> **Text block**:
---+---

# Finally finished...



## mousemad (Jun 7, 2010)

Well, I was asked to make a cake for a childs birthday. It happens to be on Halloween :roll: 
So after a lot of planning and a lot of icing, finally at 1am this morning my halloween cake was born


----------



## SarahC (Oct 3, 2008)

amazing,wow,so clever.


----------



## Jack Garcia (Oct 9, 2009)

Great job! My mother was a baker, and I know how difficult making such beautiful things can be! :shock:


----------



## WoodWitch (Oct 18, 2009)

That cake is A-mazing!
You're very talented, Mousemad.
x


----------



## WillowDragon (Jan 7, 2009)

I am very impressed!!


----------



## mousemad (Jun 7, 2010)

Thanks everyone for your kind comments. I am just glad the cake left my house and is no longer my responsability :lol: And I would like to make the point that the WHOLE thing, apart from the board is edible  Willy Wonka watch out!!


----------



## Megzilla (Oct 12, 2009)

---+---

> **Items**:
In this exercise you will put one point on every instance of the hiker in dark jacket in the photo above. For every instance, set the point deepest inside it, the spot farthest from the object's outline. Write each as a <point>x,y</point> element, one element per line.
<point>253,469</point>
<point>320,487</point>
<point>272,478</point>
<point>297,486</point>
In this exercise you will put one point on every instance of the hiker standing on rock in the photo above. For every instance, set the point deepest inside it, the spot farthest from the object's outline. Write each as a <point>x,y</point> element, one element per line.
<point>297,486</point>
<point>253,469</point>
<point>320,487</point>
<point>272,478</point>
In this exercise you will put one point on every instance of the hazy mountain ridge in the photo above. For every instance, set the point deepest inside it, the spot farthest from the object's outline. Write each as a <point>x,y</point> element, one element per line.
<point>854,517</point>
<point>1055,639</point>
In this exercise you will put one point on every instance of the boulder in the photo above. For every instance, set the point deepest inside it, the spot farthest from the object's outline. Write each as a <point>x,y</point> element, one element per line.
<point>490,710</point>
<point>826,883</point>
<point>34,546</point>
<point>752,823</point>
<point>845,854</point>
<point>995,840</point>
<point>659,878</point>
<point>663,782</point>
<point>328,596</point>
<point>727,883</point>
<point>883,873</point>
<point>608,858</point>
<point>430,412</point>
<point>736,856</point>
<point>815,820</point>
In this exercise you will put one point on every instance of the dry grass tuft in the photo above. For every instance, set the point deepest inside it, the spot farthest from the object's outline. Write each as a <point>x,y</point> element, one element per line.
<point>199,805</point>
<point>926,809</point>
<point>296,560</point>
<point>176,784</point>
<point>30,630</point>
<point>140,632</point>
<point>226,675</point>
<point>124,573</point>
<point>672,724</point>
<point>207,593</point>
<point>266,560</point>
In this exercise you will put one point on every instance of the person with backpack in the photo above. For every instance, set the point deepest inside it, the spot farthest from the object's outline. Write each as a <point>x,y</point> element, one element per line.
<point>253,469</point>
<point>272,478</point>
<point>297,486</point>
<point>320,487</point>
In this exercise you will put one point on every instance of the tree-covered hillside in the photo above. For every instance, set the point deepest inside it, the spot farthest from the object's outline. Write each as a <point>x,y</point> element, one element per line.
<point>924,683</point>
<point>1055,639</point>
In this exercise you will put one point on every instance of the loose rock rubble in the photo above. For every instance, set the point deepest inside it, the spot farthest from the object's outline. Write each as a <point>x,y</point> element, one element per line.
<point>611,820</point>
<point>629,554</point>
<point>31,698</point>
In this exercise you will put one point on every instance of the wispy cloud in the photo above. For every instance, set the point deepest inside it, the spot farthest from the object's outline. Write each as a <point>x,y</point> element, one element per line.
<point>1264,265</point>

---+---

> **Jobs**:
A. Translate this sentence from the forum thread about the Halloween cake into Spanish: "My mother was a baker, and I know how difficult making such beautiful things can be!"
B. In the forum thread about the Halloween cake, which part of the cake is said not to be edible?
C. Continue the forum thread about the Halloween cake from the point where it stops.
The lines are separate material from the forum thread about the Halloween cake.

> **Task answers**:
A. ¡Mi madre era pastelera y sé lo difícil que puede ser hacer cosas tan bonitas!

B. The board.

C.
O:
geeezzz effort  weldone!


----------



## katytwinkle (Aug 28, 2010)

wow! make me one!!!!


----------



## Lou-Fraser (Sep 19, 2009)

wow, what a masterpiece :shock:  its almost too good to eat  how long did it take to make??


----------



## mousemad (Jun 7, 2010)

Well 2 weeks sort of! I made all the tower parts first and had to wait for them to dry. Then I made all the other small decorations and again had to let them dry. I also had to make all of those bloody bricks :lol: I sat up almost a whole night making those, Katie can vouch for that :lol: 
So once all the parts were dry they had to be put together. Then making the cakes, cutting and shaping them. Then construction!
It kinda took all day yesterday in between doing mummy stuff and finally at 1am it was done 

The longest it's ever taken me is a 12 hour solid stretch from 7pm to 7am :shock: My speciality is sugar flowers. I had made all the flowers beforehand and so I just had to construct the cake, wire up the flowers and 12 hours later here we are.....
























The flowers are all made from a type of sugarpaste XX


----------



## Lou-Fraser (Sep 19, 2009)

oh my goodness thats awesome!  do u make these cakes for a living?? my dad is a baker (hence the large waist i have) he does mainly bread, pies and pastry products but not sugar craft, the only creativity i have is making climbing frames out of lollipops stick for the meeces!! :lol: :lol:


----------



## mousemad (Jun 7, 2010)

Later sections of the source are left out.